#### Ausgewählter Text:
%%

Die Corona-Krise hat gezeigt, dass viele deutsche Schulen in puncto Digitalisierung noch weit zurückliegen. Im Frühjahr mussten sie quasi von heute auf morgen in den digitalen Fernunterricht wechseln. Die Herausforderungen sind enorm, die Defizite groß. Die größte Herausforderung bestehe darin, den digitalen Unterricht genauso qualitativ wertvoll zu gestalten, wie den Präsenzunterricht, meint Stefan Ade. Dabei komme es zum einen darauf an, die technischen Möglichkeiten optimal zu nutzen.
Doch auch organisatorische und soziale Aspekte spielen eine wichtige Rolle. "Man braucht eine Mischung aus Videokonferenzen und selbstständigem Arbeiten", sagte Ade. Sechs Stunden Video-Unterricht am Stück würden viele an die Grenzen ihrer Belastbarkeit bringen – sowohl Schüler als auch Lehrer. Vor allem das Zwischenmenschliche bleibe beim Digitalen auf der Strecke. "Lehrer lesen viel in der Mimik der Kinder oder spüren die Atmosphäre im Klassenraum. Das ist im digitalen Fernunterricht nicht möglich", betonte Ade.
Die Strukturen für das Homeschooling musste man am Hebel-Gymnasium in den vergangenen Monaten komplett neu aufbauen. Derzeit kümmert sich ein Lehrer um die IT-Angelegenheiten – neben dem Unterricht. "Er steht quasi 24 Stunden am Tag zur Verfügung", berichtete Ade. "Ohne ihn wäre bei uns schon mehrmals alles zusammengebrochen."

%%

#### Bereitgestelltes Material:
%%

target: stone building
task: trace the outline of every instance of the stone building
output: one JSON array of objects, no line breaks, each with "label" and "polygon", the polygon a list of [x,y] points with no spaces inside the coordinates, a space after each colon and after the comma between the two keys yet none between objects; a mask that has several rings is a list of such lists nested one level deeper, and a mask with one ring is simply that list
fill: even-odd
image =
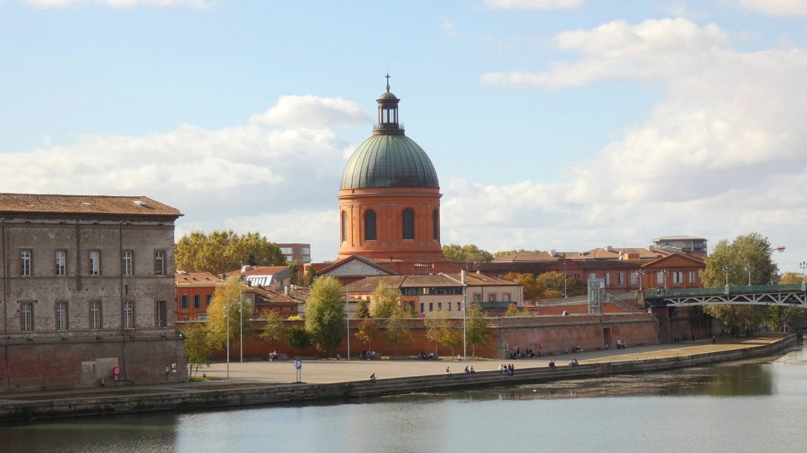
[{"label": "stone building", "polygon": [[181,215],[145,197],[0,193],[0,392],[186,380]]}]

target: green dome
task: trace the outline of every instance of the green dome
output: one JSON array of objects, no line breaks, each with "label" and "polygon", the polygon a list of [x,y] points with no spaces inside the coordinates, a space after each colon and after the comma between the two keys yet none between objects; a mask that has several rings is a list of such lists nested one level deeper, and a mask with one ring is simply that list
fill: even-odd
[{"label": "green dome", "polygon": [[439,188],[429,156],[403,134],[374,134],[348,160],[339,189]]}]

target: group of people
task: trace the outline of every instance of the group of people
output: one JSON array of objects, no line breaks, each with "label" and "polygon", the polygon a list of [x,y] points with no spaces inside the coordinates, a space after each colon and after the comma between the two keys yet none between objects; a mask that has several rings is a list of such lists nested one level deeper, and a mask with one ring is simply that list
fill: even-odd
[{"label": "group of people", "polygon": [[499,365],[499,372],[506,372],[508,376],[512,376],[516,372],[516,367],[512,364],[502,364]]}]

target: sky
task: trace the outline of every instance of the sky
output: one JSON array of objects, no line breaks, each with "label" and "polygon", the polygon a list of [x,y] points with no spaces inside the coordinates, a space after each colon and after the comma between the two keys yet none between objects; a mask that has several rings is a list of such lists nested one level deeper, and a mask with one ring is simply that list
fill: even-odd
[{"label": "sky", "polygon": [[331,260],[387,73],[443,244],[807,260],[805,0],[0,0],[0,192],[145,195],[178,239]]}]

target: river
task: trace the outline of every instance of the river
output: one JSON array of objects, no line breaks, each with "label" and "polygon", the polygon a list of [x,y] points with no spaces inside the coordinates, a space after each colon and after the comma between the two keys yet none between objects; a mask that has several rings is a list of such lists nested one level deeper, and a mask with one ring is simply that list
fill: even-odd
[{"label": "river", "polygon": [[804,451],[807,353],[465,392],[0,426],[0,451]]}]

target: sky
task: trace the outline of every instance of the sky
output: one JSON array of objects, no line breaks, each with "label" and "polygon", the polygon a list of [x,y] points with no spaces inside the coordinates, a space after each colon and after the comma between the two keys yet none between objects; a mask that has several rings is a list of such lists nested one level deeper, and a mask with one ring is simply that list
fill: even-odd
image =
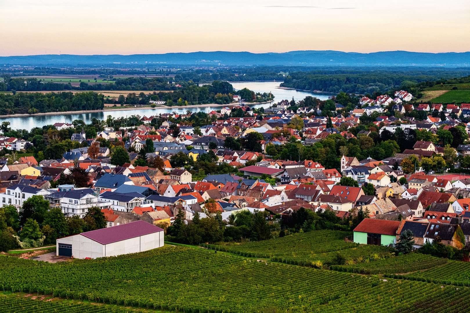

%%

#### Übungsaufgaben:
(a) Gib für jede der folgenden Aussagen an, ob sie mit dem Text über den digitalen Fernunterricht übereinstimmt, und belege deine Antwort mit einem wörtlichen Zitat: (i) Laut Ade braucht man eine Mischung aus Videokonferenzen und selbstständigem Arbeiten. (ii) Am Hebel-Gymnasium kümmern sich derzeit mehrere Lehrer um die IT-Angelegenheiten. (iii) Im Frühjahr mussten die Schulen sehr kurzfristig in den digitalen Fernunterricht wechseln.
(b) Beantworte anhand des Textes über den digitalen Fernunterricht die Frage, an welcher Schule die Strukturen für das Homeschooling komplett neu aufgebaut werden mussten.
(c) Führe den Text über den digitalen Fernunterricht nach seinem letzten Satz weiter.
Das Material hat hierfür keine Bedeutung.

#### Lösungen:
(a)
(i) Ja: „Man braucht eine Mischung aus Videokonferenzen und selbstständigem Arbeiten“
(ii) Nein: „Derzeit kümmert sich ein Lehrer um die IT-Angelegenheiten – neben dem Unterricht.“
(iii) Ja: „Im Frühjahr mussten sie quasi von heute auf morgen in den digitalen Fernunterricht wechseln.“

(b) Am Hebel-Gymnasium.

(c)
Ganz anders sieht es beim Privatgymnasium Schwetzingen aus, das am Montag nicht von dem Software-Crash betroffen war. "Wir verwenden unser schuleigenes System", erklärte Andrea Hahn vom Sekretariat der Schule. Derzeit arbeitet das Privatgymnasium mit der Software "Teams" von Microsoft. Im Gegensatz zum Hebel-Gymnasium werden alle Unterrichtseinheiten aus dem Stundenplan live per Video abgehalten. "Das kann den Präsenzunterricht natürlich nicht ersetzen, aber es klappt ganz gut", berichtete Hahn. Jeder Schüler verfügt über ein Tablet. Um technische Probleme kümmert sich die hauseigene IT-Abteilung mit zwei Mitarbeitern. Die gab es übrigens schon vor der Corona-Krise. "Als Privatschule sind wir da anders aufgestellt als staatliche Schulen", sagte Hahn. "Unsere Ausstattung war auch vorher schon sehr gut."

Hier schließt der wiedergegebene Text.